DATA PROVIDED
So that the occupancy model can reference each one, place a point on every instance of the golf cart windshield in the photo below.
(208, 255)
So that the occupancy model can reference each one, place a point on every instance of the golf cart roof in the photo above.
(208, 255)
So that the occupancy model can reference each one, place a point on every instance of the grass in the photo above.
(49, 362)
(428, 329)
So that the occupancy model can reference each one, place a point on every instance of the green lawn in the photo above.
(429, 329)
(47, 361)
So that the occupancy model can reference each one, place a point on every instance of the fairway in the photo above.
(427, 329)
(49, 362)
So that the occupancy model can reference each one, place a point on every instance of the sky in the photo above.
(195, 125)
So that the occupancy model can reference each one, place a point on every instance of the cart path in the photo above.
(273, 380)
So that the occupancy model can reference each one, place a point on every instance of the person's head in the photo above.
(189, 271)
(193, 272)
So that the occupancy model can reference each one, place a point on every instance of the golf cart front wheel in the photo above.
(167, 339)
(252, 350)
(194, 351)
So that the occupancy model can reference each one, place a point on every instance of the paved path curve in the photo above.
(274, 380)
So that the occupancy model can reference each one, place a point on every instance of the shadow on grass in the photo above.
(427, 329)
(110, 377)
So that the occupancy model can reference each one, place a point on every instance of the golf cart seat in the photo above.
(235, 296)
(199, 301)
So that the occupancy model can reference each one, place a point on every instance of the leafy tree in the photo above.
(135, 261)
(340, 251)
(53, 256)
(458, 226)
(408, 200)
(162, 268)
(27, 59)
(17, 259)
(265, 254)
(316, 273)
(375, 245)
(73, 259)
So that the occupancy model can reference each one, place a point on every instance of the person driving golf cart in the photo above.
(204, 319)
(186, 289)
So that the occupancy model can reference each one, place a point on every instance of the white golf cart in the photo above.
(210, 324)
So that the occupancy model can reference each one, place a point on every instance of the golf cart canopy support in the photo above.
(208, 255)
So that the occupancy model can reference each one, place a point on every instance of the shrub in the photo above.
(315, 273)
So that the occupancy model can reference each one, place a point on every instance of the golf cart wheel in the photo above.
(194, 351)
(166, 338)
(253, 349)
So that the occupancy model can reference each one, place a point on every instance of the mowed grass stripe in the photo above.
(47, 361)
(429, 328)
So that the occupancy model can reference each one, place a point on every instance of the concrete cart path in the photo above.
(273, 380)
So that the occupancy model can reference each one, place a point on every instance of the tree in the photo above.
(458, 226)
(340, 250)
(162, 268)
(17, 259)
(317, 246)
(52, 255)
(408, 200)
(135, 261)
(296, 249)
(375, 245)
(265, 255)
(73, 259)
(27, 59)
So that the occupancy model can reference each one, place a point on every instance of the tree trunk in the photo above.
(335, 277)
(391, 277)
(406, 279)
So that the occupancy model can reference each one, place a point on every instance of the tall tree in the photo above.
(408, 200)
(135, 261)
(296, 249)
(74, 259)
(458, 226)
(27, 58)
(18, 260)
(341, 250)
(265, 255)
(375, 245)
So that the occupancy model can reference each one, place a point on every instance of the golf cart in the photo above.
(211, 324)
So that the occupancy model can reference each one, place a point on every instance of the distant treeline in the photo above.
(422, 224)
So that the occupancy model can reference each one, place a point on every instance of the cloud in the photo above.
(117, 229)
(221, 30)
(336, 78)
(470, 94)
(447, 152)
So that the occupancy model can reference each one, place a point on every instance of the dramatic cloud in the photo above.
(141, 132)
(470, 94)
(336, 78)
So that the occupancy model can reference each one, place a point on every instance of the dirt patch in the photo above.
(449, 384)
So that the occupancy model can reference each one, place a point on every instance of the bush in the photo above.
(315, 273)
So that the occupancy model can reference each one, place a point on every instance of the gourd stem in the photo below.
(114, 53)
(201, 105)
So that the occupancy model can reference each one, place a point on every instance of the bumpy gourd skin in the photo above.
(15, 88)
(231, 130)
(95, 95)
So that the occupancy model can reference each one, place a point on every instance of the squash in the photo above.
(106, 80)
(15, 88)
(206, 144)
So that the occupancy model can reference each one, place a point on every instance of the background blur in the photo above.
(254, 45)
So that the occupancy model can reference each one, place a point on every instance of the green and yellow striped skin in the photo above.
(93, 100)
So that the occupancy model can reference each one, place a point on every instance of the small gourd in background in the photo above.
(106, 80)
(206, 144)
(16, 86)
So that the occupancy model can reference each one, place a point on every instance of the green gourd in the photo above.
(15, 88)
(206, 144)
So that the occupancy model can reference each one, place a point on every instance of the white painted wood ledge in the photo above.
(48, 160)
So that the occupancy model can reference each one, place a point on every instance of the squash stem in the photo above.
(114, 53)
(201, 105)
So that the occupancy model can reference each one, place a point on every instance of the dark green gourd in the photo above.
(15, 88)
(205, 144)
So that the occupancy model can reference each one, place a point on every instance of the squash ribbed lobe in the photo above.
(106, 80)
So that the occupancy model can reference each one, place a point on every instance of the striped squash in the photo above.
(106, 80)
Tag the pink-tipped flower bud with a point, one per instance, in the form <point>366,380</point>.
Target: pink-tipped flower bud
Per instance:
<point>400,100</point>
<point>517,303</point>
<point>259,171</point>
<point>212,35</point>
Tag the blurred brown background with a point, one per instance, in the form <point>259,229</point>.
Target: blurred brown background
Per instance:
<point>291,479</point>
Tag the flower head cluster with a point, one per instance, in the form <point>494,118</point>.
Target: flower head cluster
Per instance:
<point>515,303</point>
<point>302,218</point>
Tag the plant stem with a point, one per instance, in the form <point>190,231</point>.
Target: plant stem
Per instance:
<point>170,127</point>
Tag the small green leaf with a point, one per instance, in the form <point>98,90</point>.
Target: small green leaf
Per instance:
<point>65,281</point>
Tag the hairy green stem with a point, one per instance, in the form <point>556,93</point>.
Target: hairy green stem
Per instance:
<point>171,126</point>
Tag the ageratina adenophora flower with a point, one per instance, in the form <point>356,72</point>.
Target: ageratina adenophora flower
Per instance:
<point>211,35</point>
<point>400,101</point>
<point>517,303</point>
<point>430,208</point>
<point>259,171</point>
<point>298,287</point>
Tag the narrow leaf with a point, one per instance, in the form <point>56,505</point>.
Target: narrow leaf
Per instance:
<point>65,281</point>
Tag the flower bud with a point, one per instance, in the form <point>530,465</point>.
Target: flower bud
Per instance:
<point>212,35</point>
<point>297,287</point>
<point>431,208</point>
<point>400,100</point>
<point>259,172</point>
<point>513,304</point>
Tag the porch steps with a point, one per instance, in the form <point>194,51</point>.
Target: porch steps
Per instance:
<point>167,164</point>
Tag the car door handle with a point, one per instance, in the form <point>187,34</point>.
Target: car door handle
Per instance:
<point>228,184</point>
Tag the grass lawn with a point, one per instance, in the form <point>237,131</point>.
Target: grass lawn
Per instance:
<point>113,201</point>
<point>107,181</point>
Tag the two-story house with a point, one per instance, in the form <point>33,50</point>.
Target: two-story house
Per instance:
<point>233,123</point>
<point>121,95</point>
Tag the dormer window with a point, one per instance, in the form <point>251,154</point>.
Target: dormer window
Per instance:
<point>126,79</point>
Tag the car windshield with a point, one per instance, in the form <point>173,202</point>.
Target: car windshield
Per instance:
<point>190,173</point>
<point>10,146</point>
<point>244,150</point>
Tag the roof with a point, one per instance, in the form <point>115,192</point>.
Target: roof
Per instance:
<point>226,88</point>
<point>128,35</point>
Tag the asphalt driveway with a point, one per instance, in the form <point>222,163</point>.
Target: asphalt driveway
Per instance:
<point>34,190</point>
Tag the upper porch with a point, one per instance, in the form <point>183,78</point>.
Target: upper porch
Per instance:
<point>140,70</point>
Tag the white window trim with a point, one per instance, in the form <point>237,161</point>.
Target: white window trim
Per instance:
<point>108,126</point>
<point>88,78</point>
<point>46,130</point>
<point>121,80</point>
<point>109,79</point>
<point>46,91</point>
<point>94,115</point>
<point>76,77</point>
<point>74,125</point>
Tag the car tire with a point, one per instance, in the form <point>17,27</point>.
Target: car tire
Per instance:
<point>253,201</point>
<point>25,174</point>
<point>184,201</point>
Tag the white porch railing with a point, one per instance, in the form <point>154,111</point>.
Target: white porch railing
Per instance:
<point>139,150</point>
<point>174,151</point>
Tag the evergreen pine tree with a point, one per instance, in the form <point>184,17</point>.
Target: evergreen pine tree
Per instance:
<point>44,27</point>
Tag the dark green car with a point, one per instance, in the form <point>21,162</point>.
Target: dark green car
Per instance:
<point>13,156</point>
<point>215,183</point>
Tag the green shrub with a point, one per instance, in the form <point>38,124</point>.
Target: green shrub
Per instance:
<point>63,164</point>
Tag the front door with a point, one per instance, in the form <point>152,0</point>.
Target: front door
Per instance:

PROBLEM REQUIREMENTS
Reproduce only those lines of the entries above that run from the line with "Tag the car tire" to the final line.

THE SOLUTION
Tag the car tire with a point, one per instance, in the form <point>17,27</point>.
Target: car tire
Per instance:
<point>253,201</point>
<point>25,174</point>
<point>184,201</point>
Tag the white porch railing with a point, one per instance, in the form <point>154,111</point>.
Target: white porch railing
Per instance:
<point>139,150</point>
<point>174,151</point>
Tag the evergreen pine tree with a point, one per instance, in the form <point>184,17</point>.
Target: evergreen pine tree
Per instance:
<point>44,27</point>
Tag the dark green car with a point, one per instance, in the form <point>21,162</point>.
Target: dark green car
Per instance:
<point>13,156</point>
<point>215,183</point>
Tag the green shrub with a point, one per instance, in the form <point>38,124</point>.
Target: green shrub
Per instance:
<point>63,164</point>
Tag the front door with a point, one per instance, in the form <point>152,0</point>.
Target: front door
Per instance:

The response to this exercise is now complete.